WRITTEN INSTRUCTION ▸ Transcribe word for word the lines spanning the line with "smartphone in the picture above." through the end of the records.

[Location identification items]
________________________________________

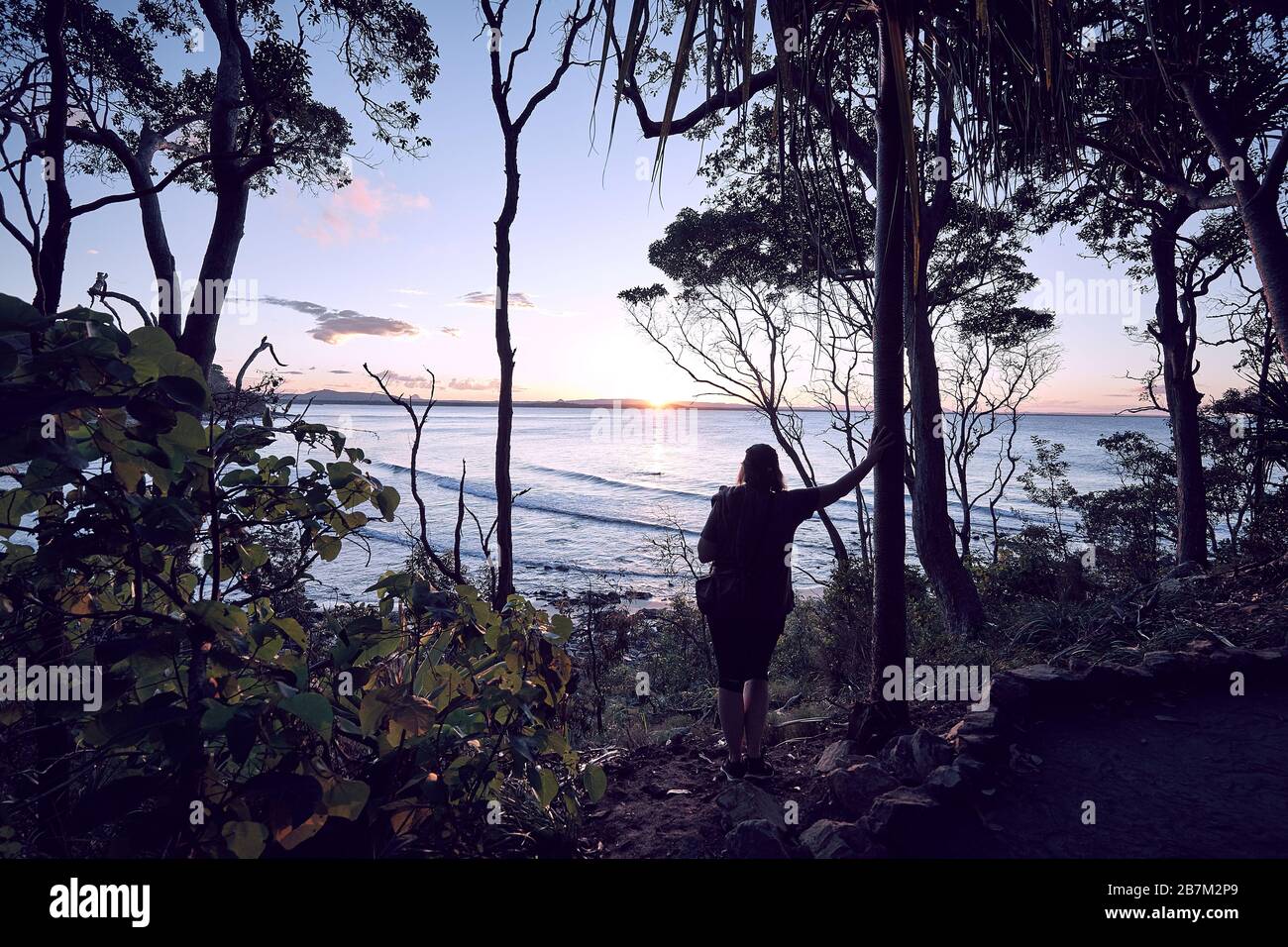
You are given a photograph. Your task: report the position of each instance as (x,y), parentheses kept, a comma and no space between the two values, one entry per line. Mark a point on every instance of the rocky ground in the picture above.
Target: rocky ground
(1173,764)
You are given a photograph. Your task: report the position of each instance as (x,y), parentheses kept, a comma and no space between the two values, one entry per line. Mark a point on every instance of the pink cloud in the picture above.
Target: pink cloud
(356,211)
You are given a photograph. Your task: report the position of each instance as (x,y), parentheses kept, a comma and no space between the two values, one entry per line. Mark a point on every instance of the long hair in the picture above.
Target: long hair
(747,508)
(760,470)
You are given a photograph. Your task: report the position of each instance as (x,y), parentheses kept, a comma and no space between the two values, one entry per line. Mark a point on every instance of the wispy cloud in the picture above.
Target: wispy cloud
(355,211)
(519,300)
(334,326)
(476,384)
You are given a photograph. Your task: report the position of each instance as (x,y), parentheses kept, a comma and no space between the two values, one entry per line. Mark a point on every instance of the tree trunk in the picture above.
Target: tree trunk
(1183,399)
(232,187)
(874,724)
(838,549)
(1258,205)
(52,258)
(505,394)
(217,269)
(163,270)
(931,526)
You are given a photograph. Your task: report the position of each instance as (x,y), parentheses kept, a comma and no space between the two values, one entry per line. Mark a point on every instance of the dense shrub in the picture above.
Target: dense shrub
(163,544)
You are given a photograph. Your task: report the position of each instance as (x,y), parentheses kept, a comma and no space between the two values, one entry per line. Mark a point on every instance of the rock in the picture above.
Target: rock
(742,801)
(838,755)
(984,722)
(1008,692)
(1111,681)
(755,838)
(911,757)
(1168,668)
(1050,688)
(785,729)
(910,822)
(906,819)
(858,785)
(831,839)
(945,785)
(973,772)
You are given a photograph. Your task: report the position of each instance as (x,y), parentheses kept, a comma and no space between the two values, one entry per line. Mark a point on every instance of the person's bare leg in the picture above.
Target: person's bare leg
(729,702)
(755,705)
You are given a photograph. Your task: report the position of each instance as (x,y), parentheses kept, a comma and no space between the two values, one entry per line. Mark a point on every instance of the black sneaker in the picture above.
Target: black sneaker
(733,772)
(758,768)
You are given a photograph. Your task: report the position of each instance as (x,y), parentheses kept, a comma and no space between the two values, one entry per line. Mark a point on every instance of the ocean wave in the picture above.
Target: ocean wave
(482,492)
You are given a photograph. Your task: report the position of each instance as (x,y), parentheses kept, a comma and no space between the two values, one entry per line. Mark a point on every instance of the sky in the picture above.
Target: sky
(397,269)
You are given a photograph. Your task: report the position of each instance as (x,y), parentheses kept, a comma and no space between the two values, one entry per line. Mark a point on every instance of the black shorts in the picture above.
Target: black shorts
(745,647)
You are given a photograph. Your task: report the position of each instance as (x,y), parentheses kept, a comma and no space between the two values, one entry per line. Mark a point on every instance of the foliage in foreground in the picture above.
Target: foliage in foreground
(137,543)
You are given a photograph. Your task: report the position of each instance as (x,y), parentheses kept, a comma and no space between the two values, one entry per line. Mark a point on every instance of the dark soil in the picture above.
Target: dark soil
(1196,777)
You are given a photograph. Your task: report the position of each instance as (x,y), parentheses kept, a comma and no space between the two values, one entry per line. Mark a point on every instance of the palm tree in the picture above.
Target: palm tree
(1012,67)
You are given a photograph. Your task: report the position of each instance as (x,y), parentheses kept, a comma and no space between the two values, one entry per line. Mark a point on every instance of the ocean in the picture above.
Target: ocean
(605,486)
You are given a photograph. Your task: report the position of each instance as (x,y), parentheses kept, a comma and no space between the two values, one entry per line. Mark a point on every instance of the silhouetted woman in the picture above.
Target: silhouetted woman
(747,598)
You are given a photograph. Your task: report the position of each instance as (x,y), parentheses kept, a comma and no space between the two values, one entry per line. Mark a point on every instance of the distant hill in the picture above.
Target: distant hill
(327,395)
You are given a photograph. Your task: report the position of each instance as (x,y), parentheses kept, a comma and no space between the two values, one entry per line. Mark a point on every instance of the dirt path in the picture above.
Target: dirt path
(661,800)
(1199,777)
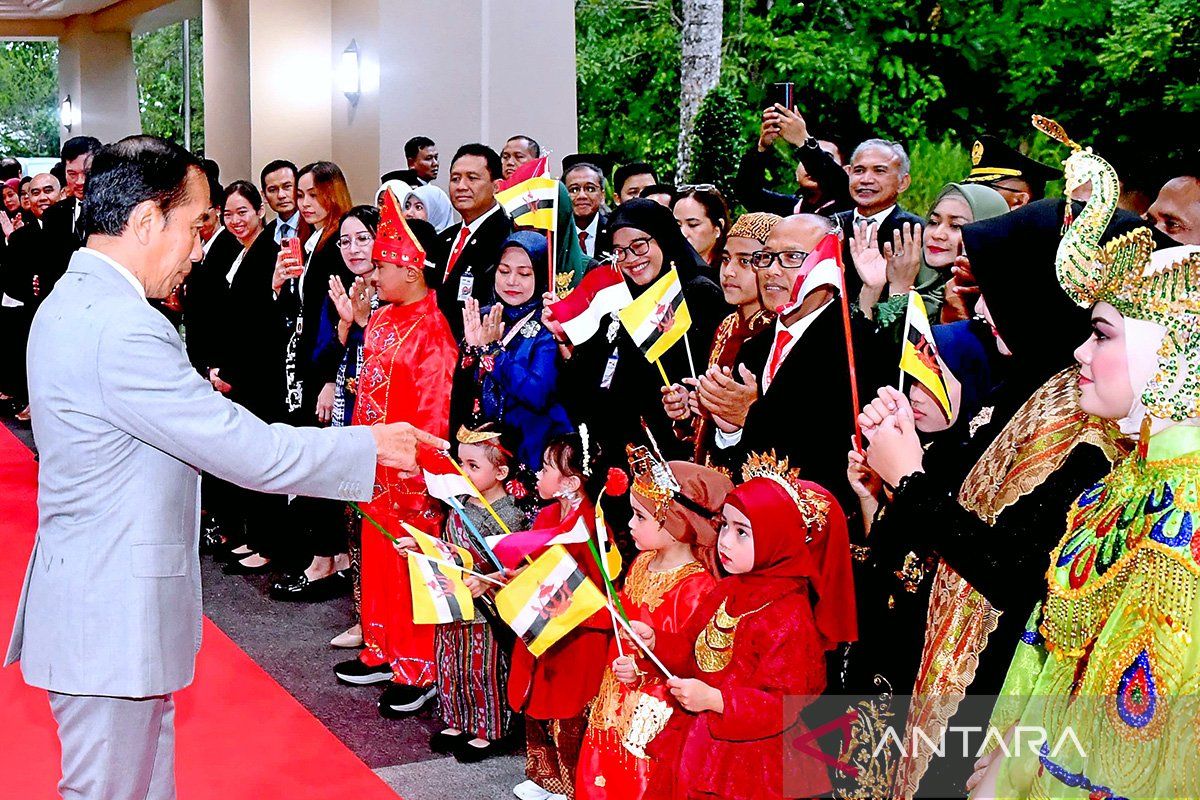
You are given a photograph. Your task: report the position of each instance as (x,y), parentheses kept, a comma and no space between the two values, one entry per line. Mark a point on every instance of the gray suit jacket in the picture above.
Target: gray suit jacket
(124,423)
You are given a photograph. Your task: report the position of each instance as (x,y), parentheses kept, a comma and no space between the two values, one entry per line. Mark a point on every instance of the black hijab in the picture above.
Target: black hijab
(661,226)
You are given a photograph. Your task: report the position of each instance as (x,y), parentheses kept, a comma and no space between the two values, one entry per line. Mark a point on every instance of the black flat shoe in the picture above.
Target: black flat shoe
(301,589)
(447,743)
(238,567)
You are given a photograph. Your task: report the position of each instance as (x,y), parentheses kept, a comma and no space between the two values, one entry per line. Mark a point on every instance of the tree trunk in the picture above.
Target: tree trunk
(700,68)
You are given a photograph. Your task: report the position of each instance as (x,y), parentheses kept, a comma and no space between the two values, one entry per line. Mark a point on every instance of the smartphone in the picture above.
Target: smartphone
(783,94)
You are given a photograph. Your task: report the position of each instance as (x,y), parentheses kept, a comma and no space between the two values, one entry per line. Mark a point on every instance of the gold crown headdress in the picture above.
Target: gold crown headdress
(814,506)
(1119,274)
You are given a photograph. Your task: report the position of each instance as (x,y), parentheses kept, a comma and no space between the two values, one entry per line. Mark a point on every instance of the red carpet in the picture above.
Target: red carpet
(240,735)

________________________________________

OUTPUT FOR THIS TASK ▸
You are given a photograph. Your task: report the position of each instance as (x,y), parentheses kept, a comma and no space between the two values, one entry per line. Mark a point on every instance of the smartphone in the picture above.
Target: smartphone
(783,94)
You are given a photograph. Your task: report the position of each instance as (x,y), parentheses kept, a comma and no space between the two values, one entry per line. Mark a point on every instance of the gold crown headdress in the picture above.
Target: gold crown headdress
(814,506)
(1119,274)
You are given a photograph. Your task: report the position of each instance as (x,y), parentheses kept, a comma and no space between the two values, one entry per line. Mark a point on every instance of the red carpet in the picture above.
Target: red carpet
(240,735)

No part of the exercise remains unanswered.